SET PROBLEM:
Exclude the pictures and retype the entries as written.

(Rows from a dataset)

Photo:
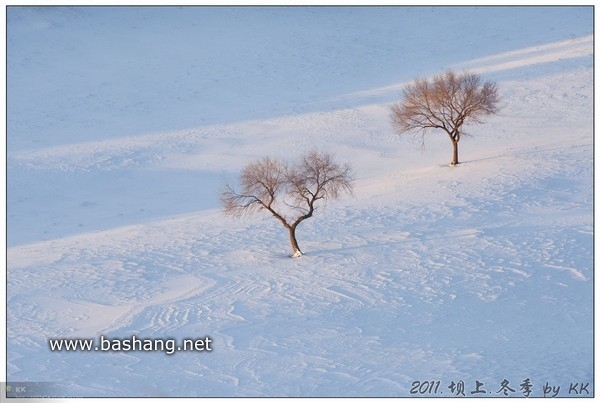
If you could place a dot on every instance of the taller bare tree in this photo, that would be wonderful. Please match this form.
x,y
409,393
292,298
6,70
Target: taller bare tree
x,y
289,192
447,102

SOLUTION TO THE EXERCISE:
Photo:
If you could place a dot on every instance of the taller bare tree in this photo, that would be wonderful. Please match this form.
x,y
409,393
292,298
6,70
Target: taller bare tree
x,y
289,192
447,102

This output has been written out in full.